Problem description |
Restate word for word the line with "of the central" and all lines after it; please stop only at the end of the listing below.

Provided data |
**********
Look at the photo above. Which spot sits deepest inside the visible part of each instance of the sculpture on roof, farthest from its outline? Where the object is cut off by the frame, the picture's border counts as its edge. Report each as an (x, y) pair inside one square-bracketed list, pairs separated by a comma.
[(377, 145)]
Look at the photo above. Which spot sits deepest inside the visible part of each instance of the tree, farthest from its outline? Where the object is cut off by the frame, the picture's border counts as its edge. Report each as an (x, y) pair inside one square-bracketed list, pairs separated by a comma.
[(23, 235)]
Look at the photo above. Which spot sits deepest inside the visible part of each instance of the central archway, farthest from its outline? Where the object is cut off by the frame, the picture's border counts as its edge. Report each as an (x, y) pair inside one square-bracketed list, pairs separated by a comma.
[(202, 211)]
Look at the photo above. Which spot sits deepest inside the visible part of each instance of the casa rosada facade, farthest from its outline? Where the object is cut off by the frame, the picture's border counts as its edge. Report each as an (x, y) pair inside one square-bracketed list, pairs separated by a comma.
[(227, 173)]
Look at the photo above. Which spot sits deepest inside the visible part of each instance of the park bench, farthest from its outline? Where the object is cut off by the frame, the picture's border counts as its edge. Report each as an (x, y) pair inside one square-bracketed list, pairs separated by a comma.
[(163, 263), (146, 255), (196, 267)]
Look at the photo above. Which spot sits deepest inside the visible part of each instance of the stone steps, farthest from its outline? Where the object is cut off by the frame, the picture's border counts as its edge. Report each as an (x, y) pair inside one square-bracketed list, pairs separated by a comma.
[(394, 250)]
**********
Exercise solution |
Look at the photo above. Which spot sits deepest inside the visible part of each instance of the central archway, farthest from its outline? Where the object is cut off by the frame, the picture's border counts as its edge. Report each as an (x, y) pair inside one square-bracketed list, pairs separated by a comma.
[(202, 211)]
Look at the photo above. Which spot sits deepest inside the visible part of each instance of the casa rosada facade, farthest from its outline? Where the object is cut off by the frame, the picture's border counts as its edge. Report each as an (x, y) pair inside one square-bracketed list, pairs separated by a comma.
[(227, 173)]
Look at the photo above. Which spot sits deepest inside the visible part of each instance of the park bench, farthest from its outline? Where the object is cut off by the frame, the picture's border counts as its edge. Report each as an (x, y) pair inside one square-bracketed list, pairs separated by a comma.
[(163, 263), (146, 255), (196, 267)]
Look at the photo above. Which spot sits deepest inside the visible part of each instance of the stone steps, farthest from its outline? Where the object is cut off by the frame, the picture's border counts as its edge. Report each as an (x, y) pair inside one square-bracketed list, pairs separated by a comma.
[(394, 250)]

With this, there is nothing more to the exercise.